[Some records]

========================================================================

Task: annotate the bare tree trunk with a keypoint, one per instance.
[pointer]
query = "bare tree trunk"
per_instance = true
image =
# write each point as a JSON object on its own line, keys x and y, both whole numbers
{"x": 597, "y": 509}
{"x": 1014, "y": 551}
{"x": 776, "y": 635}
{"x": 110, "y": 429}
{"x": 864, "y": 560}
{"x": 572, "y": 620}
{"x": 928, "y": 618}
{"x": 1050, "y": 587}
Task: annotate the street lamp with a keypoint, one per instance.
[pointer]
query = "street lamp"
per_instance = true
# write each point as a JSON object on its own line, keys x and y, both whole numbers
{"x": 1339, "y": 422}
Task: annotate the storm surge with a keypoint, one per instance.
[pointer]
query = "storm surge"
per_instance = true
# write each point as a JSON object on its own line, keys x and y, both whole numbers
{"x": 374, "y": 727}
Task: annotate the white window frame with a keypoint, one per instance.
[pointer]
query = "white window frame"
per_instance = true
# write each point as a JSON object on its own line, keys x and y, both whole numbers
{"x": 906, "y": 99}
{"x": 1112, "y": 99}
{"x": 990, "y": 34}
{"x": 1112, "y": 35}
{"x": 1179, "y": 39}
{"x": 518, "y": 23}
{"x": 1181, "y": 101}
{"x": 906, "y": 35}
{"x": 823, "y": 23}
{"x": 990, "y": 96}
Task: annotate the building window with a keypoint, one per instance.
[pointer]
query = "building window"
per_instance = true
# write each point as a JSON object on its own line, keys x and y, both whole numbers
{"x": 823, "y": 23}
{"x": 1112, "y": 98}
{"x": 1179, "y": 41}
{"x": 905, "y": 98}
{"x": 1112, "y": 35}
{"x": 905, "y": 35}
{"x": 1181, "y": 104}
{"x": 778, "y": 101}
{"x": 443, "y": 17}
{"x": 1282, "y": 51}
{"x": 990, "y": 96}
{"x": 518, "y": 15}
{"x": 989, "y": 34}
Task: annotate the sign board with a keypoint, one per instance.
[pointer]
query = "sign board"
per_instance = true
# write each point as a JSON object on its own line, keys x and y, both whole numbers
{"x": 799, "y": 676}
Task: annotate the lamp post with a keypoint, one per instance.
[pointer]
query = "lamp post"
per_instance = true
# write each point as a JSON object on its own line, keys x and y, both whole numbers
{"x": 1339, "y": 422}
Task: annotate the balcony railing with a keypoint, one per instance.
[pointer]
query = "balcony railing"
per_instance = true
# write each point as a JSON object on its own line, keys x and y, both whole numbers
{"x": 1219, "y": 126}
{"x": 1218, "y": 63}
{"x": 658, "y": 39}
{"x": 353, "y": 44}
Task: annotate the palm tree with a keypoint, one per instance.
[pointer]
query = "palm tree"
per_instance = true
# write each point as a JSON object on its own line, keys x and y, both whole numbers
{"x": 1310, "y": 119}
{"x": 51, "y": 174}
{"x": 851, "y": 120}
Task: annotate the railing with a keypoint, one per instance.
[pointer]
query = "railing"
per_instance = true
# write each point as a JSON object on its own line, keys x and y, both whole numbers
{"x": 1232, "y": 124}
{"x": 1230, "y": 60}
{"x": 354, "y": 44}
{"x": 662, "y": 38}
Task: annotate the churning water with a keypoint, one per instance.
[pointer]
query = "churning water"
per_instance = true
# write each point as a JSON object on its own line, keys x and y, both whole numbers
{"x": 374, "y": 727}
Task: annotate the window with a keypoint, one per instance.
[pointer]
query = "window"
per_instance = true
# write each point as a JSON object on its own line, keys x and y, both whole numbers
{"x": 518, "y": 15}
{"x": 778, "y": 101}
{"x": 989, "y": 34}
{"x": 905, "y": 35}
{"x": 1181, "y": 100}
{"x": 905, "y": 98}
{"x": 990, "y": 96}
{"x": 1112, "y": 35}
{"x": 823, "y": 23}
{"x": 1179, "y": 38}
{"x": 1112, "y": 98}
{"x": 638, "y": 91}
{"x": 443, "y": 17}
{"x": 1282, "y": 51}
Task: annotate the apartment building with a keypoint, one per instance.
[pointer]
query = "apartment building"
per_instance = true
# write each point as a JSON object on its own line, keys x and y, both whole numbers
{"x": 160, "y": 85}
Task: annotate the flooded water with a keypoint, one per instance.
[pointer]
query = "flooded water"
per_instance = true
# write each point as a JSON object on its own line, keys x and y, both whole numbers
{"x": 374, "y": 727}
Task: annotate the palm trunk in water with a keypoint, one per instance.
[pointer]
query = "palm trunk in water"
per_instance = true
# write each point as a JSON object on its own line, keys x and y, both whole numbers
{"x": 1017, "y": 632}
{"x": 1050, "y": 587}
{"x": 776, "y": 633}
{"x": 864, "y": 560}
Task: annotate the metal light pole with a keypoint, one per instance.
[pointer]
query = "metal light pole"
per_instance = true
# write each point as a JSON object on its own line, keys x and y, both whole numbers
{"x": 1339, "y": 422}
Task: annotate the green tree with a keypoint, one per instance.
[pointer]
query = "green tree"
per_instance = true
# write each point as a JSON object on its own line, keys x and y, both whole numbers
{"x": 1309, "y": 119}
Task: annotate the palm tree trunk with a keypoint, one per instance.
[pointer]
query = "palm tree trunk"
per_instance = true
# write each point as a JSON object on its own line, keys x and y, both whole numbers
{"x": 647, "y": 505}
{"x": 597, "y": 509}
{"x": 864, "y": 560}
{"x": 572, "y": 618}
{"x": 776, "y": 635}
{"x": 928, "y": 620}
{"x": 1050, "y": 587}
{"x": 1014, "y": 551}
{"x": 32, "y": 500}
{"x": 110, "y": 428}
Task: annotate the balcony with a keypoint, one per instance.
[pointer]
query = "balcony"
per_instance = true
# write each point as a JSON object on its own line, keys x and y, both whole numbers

========================================================================

* _Exercise instructions_
Output every line of the records above as a JSON list of strings, one string per line, with blank lines left out.

* _The reply_
[
  "Task: annotate the bare tree trunk with a keypoint, one per instance.",
  "[pointer]",
  "query = \"bare tree trunk\"",
  "per_instance = true",
  "image =",
  "# write each point as a JSON object on its own line, keys x and y, both whole numbers",
  "{\"x\": 597, \"y\": 509}",
  "{\"x\": 1014, \"y\": 551}",
  "{\"x\": 776, \"y\": 635}",
  "{\"x\": 110, \"y\": 429}",
  "{\"x\": 864, \"y\": 560}",
  "{\"x\": 572, \"y\": 620}",
  "{\"x\": 928, \"y\": 618}",
  "{\"x\": 1050, \"y\": 587}",
  "Task: annotate the street lamp with a keypoint, one per instance.",
  "[pointer]",
  "query = \"street lamp\"",
  "per_instance = true",
  "# write each point as a JSON object on its own line, keys x and y, both whole numbers",
  "{\"x\": 1339, \"y\": 422}",
  "Task: annotate the storm surge with a keypoint, one per instance.",
  "[pointer]",
  "query = \"storm surge\"",
  "per_instance = true",
  "# write each point as a JSON object on its own line, keys x and y, both whole numbers",
  "{\"x\": 374, \"y\": 727}",
  "Task: annotate the white window frame with a keypoint, one per instance.",
  "[pointer]",
  "query = \"white window frame\"",
  "per_instance = true",
  "# write each point as a JSON object on its own line, keys x and y, both whole numbers",
  "{\"x\": 906, \"y\": 99}",
  "{\"x\": 1112, \"y\": 99}",
  "{\"x\": 990, \"y\": 34}",
  "{\"x\": 1112, \"y\": 35}",
  "{\"x\": 1179, \"y\": 39}",
  "{\"x\": 518, \"y\": 23}",
  "{\"x\": 1181, \"y\": 101}",
  "{\"x\": 906, \"y\": 35}",
  "{\"x\": 823, \"y\": 23}",
  "{\"x\": 990, \"y\": 96}",
  "Task: annotate the building window with a keypoint, one per instance.",
  "[pointer]",
  "query = \"building window\"",
  "per_instance = true",
  "# write each point as a JSON object on its own line, keys x and y, both whole numbers",
  "{\"x\": 823, \"y\": 23}",
  "{\"x\": 1112, \"y\": 98}",
  "{\"x\": 1179, \"y\": 41}",
  "{\"x\": 905, \"y\": 98}",
  "{\"x\": 1112, \"y\": 35}",
  "{\"x\": 905, \"y\": 35}",
  "{\"x\": 1181, \"y\": 104}",
  "{\"x\": 778, \"y\": 101}",
  "{\"x\": 443, \"y\": 17}",
  "{\"x\": 1282, \"y\": 51}",
  "{\"x\": 990, \"y\": 96}",
  "{\"x\": 518, \"y\": 15}",
  "{\"x\": 989, \"y\": 34}",
  "Task: annotate the sign board with a keypoint, one per instance.",
  "[pointer]",
  "query = \"sign board\"",
  "per_instance = true",
  "# write each point as a JSON object on its own line, keys x and y, both whole numbers",
  "{\"x\": 799, \"y\": 676}",
  "Task: annotate the lamp post with a keypoint, one per instance.",
  "[pointer]",
  "query = \"lamp post\"",
  "per_instance = true",
  "# write each point as a JSON object on its own line, keys x and y, both whole numbers",
  "{\"x\": 1339, \"y\": 422}",
  "Task: annotate the balcony railing with a keypoint, one per instance.",
  "[pointer]",
  "query = \"balcony railing\"",
  "per_instance = true",
  "# write each point as a JSON object on its own line, keys x and y, both whole numbers",
  "{\"x\": 1219, \"y\": 126}",
  "{\"x\": 1218, \"y\": 63}",
  "{\"x\": 658, \"y\": 39}",
  "{\"x\": 353, \"y\": 44}",
  "Task: annotate the palm tree with a keypoint, one per instance.",
  "[pointer]",
  "query = \"palm tree\"",
  "per_instance = true",
  "# write each point as a JSON object on its own line, keys x and y, both whole numbers",
  "{\"x\": 1310, \"y\": 119}",
  "{\"x\": 51, \"y\": 174}",
  "{\"x\": 851, \"y\": 120}",
  "Task: annotate the railing with a keypoint, one per instance.",
  "[pointer]",
  "query = \"railing\"",
  "per_instance = true",
  "# write each point as a JSON object on its own line, keys x and y, both whole numbers",
  "{\"x\": 1232, \"y\": 124}",
  "{\"x\": 1230, \"y\": 60}",
  "{\"x\": 354, \"y\": 44}",
  "{\"x\": 662, \"y\": 38}",
  "Task: annotate the churning water with a keypoint, one per instance.",
  "[pointer]",
  "query = \"churning water\"",
  "per_instance = true",
  "# write each point as a JSON object on its own line, keys x and y, both whole numbers",
  "{\"x\": 374, \"y\": 727}",
  "Task: annotate the window with a keypoint, one per instance.",
  "[pointer]",
  "query = \"window\"",
  "per_instance = true",
  "# write each point as a JSON object on its own line, keys x and y, both whole numbers",
  "{\"x\": 518, \"y\": 15}",
  "{\"x\": 778, \"y\": 101}",
  "{\"x\": 989, \"y\": 34}",
  "{\"x\": 905, \"y\": 35}",
  "{\"x\": 1181, \"y\": 100}",
  "{\"x\": 905, \"y\": 98}",
  "{\"x\": 990, \"y\": 96}",
  "{\"x\": 1112, \"y\": 35}",
  "{\"x\": 823, \"y\": 23}",
  "{\"x\": 1179, \"y\": 38}",
  "{\"x\": 1112, \"y\": 98}",
  "{\"x\": 638, \"y\": 91}",
  "{\"x\": 443, \"y\": 17}",
  "{\"x\": 1282, \"y\": 51}",
  "Task: annotate the apartment building with a keypoint, one per instance.",
  "[pointer]",
  "query = \"apartment building\"",
  "per_instance = true",
  "# write each point as a JSON object on its own line, keys x and y, both whole numbers",
  "{\"x\": 160, \"y\": 85}",
  "Task: annotate the flooded water with a keypoint, one per instance.",
  "[pointer]",
  "query = \"flooded water\"",
  "per_instance = true",
  "# write each point as a JSON object on its own line, keys x and y, both whole numbers",
  "{\"x\": 374, \"y\": 727}",
  "Task: annotate the palm trunk in water with a keypoint, one per instance.",
  "[pointer]",
  "query = \"palm trunk in water\"",
  "per_instance = true",
  "# write each point as a JSON object on its own line, keys x and y, both whole numbers",
  "{\"x\": 1017, \"y\": 632}",
  "{\"x\": 1050, \"y\": 587}",
  "{\"x\": 776, \"y\": 633}",
  "{\"x\": 864, \"y\": 560}",
  "Task: annotate the metal light pole with a keypoint, one per instance.",
  "[pointer]",
  "query = \"metal light pole\"",
  "per_instance = true",
  "# write each point as a JSON object on its own line, keys x and y, both whole numbers",
  "{\"x\": 1339, \"y\": 422}",
  "Task: annotate the green tree with a keypoint, one per instance.",
  "[pointer]",
  "query = \"green tree\"",
  "per_instance = true",
  "# write each point as a JSON object on its own line, keys x and y, both whole numbers",
  "{\"x\": 1309, \"y\": 119}",
  "Task: annotate the palm tree trunk with a keypoint, one per instance.",
  "[pointer]",
  "query = \"palm tree trunk\"",
  "per_instance = true",
  "# write each point as a JSON object on its own line, keys x and y, both whole numbers",
  "{\"x\": 647, \"y\": 505}",
  "{\"x\": 597, \"y\": 509}",
  "{\"x\": 864, \"y\": 560}",
  "{\"x\": 572, \"y\": 618}",
  "{\"x\": 776, \"y\": 635}",
  "{\"x\": 928, \"y\": 620}",
  "{\"x\": 1050, \"y\": 587}",
  "{\"x\": 1014, \"y\": 551}",
  "{\"x\": 32, \"y\": 500}",
  "{\"x\": 110, \"y\": 428}",
  "Task: annotate the balcony with a keypoint, one per instance.",
  "[pointer]",
  "query = \"balcony\"",
  "per_instance = true",
  "# write each point as a JSON object on its own line, keys x and y, both whole numbers"
]